---------- Records shown
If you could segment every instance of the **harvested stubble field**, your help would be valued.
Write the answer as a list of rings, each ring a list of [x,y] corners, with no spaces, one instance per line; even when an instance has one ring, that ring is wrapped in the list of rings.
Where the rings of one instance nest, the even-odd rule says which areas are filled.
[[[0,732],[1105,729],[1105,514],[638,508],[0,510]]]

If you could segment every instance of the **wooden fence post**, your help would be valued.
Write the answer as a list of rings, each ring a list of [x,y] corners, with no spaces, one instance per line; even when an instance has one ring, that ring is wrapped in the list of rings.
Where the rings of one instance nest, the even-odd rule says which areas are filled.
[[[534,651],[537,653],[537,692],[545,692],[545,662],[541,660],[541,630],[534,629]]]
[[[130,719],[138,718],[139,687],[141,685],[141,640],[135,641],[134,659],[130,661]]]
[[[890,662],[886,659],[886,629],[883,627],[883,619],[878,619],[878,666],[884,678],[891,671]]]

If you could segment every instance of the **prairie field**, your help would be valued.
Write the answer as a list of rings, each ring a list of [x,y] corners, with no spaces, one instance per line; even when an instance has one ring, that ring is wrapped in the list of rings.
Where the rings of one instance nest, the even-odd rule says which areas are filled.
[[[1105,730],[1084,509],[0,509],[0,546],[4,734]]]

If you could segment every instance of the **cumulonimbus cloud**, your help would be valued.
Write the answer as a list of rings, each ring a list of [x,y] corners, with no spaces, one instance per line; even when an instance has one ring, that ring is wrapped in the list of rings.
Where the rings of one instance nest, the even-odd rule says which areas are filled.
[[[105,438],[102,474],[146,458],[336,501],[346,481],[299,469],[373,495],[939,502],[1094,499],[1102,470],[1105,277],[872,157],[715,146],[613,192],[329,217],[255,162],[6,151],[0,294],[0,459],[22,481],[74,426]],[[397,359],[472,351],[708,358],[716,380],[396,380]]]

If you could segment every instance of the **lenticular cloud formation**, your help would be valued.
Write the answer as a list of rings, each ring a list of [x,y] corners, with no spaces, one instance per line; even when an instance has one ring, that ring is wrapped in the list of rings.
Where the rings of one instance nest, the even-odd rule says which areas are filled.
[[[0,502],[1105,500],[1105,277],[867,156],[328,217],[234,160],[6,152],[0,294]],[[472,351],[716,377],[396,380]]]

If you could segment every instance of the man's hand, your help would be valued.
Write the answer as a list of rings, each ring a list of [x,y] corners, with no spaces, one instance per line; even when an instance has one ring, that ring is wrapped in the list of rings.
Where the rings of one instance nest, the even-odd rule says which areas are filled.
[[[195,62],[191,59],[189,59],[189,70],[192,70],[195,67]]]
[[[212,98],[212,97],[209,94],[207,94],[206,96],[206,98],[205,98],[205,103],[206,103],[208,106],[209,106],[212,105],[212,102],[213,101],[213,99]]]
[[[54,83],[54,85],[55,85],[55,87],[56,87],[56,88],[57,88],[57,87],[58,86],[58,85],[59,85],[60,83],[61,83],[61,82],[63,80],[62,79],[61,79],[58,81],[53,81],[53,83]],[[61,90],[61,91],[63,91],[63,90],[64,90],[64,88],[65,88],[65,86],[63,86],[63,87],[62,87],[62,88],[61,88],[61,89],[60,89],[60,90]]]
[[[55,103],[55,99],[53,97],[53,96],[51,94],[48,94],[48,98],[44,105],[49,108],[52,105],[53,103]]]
--------------------
## Short problem
Rewrite the records from their start through the line containing "[[[0,732],[1105,729],[1105,514],[638,508],[0,510]]]", inclusive, keeping the requests unchanged. Shift every coordinate in the answers by adding 118 to it.

## Finished task
If you could segment every instance of the **harvested stubble field**, your help would be valued.
Write the answer as a list of rings, each ring a list of [x,y] corners, with no spaces, one instance per line; even when an instance has one ring, that ring is wrapped in the list of rings.
Where the rings of one instance nest, the even-odd rule says which areas are filled.
[[[118,850],[1223,847],[1223,632],[756,626],[118,628]]]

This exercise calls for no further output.